■ EXERCISE GOAL: Copy the data below line for line, with no changes.

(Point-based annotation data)
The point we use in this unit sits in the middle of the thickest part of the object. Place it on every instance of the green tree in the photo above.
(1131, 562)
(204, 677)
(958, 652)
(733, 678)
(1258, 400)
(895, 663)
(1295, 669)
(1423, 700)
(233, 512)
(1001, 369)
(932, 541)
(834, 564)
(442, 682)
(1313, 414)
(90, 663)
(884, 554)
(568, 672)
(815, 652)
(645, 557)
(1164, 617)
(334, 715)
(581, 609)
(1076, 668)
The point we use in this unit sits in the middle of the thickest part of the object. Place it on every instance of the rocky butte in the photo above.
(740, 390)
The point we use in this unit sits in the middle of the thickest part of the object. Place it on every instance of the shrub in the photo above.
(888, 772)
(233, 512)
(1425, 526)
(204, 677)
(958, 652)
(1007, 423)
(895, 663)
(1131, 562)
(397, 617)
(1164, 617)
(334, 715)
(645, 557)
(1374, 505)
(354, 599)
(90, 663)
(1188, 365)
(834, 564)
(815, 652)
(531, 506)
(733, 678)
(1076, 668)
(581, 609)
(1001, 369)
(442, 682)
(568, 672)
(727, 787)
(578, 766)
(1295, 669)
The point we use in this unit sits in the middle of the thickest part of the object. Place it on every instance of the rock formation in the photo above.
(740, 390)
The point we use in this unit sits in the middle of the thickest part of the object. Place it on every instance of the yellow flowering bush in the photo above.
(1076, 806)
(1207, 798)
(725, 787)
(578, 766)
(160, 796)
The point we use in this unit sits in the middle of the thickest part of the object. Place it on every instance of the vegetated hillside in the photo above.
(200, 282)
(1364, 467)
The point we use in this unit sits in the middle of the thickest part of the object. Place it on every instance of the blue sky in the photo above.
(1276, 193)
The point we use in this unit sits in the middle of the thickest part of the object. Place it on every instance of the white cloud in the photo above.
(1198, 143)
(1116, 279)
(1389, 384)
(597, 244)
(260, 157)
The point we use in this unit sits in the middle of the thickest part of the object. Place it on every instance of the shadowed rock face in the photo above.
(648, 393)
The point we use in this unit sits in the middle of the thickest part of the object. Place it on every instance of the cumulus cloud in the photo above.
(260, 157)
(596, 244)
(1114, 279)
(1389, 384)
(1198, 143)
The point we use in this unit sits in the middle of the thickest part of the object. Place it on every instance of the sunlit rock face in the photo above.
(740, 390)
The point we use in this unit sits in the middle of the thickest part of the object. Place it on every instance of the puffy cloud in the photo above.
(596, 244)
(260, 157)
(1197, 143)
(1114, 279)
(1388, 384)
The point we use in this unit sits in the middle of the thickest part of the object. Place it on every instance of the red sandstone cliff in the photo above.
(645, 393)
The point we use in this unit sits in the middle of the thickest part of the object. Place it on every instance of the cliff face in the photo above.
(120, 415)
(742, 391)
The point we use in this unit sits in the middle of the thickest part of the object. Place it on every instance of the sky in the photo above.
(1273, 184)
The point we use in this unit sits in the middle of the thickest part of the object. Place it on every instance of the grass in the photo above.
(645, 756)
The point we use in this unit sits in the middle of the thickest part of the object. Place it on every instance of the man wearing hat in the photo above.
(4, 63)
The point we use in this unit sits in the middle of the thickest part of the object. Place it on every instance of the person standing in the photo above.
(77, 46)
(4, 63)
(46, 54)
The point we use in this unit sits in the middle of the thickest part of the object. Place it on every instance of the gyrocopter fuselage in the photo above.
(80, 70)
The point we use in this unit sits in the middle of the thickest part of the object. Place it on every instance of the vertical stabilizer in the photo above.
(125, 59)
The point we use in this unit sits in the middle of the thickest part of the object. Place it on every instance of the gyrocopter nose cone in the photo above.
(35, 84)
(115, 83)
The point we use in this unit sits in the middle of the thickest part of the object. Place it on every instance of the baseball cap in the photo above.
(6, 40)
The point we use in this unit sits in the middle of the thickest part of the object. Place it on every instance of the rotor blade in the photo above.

■ EXERCISE RESULT:
The point we use in this unit sits in the middle of the thickest part of the object. Place it on every instance of the green tree in the photo above.
(1131, 562)
(204, 677)
(958, 652)
(733, 678)
(1258, 400)
(895, 663)
(1295, 669)
(1423, 700)
(233, 512)
(1001, 369)
(932, 541)
(834, 564)
(442, 682)
(1313, 414)
(90, 663)
(884, 554)
(568, 672)
(815, 652)
(645, 557)
(1164, 617)
(334, 715)
(581, 609)
(1076, 668)
The point we use in this unit sits in the middle of the thickest part of the object. Place it on every instance of the rocky butte in the photo above.
(740, 390)
The point we use in this unit sits in the middle of the thickest part of the object. Place it on every instance of the shrub in the photo above.
(888, 772)
(233, 512)
(1425, 526)
(204, 677)
(958, 652)
(1007, 423)
(895, 663)
(1131, 562)
(397, 617)
(1164, 617)
(334, 715)
(645, 557)
(1374, 505)
(354, 599)
(90, 663)
(1188, 365)
(834, 564)
(815, 652)
(531, 506)
(733, 678)
(1076, 668)
(581, 609)
(1001, 369)
(442, 682)
(568, 672)
(727, 787)
(578, 766)
(1295, 669)
The point we use in this unit sits in the middle of the thickest part of the object. Place it on every instance of the rock formation in the photo above.
(740, 390)
The point we use in this unit sits in the middle of the thickest part of the object. Place it on every instance of the yellow flowering bush in the photo above.
(1076, 806)
(1207, 798)
(725, 787)
(578, 766)
(160, 796)
The point we use in this unit sits in the middle of the thickest part of the object. Place it on every instance of the vegetated hillside in the photo above.
(200, 282)
(1364, 467)
The point we use in this unit sits in the middle of the thickest part of the object. Place it on every instance of the blue sky in the photo above.
(1276, 193)
The point we use in this unit sits in the middle of the thickest part of the object. Place it on every instance of the white cloud in the photo above.
(1198, 143)
(1116, 279)
(1389, 384)
(597, 244)
(260, 157)
The point we use in this unit sits in the middle of the thickest part of the object. Place it on every instance of the shadowed rock face in the photo above.
(648, 393)
The point we use in this unit sits in the middle of the thickest part of the object. Place it on every instance of the cumulus cloud in the photo above.
(260, 157)
(596, 244)
(1114, 279)
(1389, 384)
(1198, 143)
The point we use in this unit sits in the middle of the thickest part of the object. Place it on every instance of the sunlit rock face in the photo above.
(740, 390)
The point we use in this unit sits in the middle of the thickest part of the object. Place it on every instance of the puffy cloud in the photo above.
(596, 244)
(260, 157)
(1197, 143)
(1114, 279)
(1388, 384)
The point we use in this unit sits in the middle of the thickest part of the object. Place it on every instance of the red sandstone cliff in the photo above.
(645, 393)
The point we use in this unit sits in the middle of the thickest part of the object. Place it on every instance of the cliff face in the photo above.
(120, 415)
(742, 391)
The point we use in this unit sits in the middle of the thickest part of the object. Place it on every instance of the sky in the photo above.
(1273, 184)
The point we use in this unit sits in the middle of the thickest part of the object. Place it on every instance of the grass in the photo above.
(645, 756)
The point we use in this unit sits in the middle of the thickest part of the object. Place it on every instance of the man wearing hat in the photo above.
(4, 63)
The point we use in this unit sits in the middle of the thickest part of the object. Place it on every instance of the person standing in the photo above.
(77, 46)
(4, 63)
(46, 54)
The point we use in this unit sits in the middle of the thickest part of the object. Place it on every instance of the gyrocopter fuselage in the photo above.
(80, 70)
The point we use in this unit sits in the middle of the thickest part of the object. Place it on every instance of the vertical stabilizer in the photo above.
(125, 59)
The point we use in this unit sits in the middle of the thickest part of the object. Place it on every instance of the gyrocopter nose cone in the photo above.
(35, 84)
(115, 83)
The point we use in this unit sits in the middle of the thickest part of the object. Place it on every instance of the baseball cap in the photo above.
(6, 40)
The point we use in this unit sits in the middle of the thickest part of the object. Place it on every instance of the rotor blade in the photo above.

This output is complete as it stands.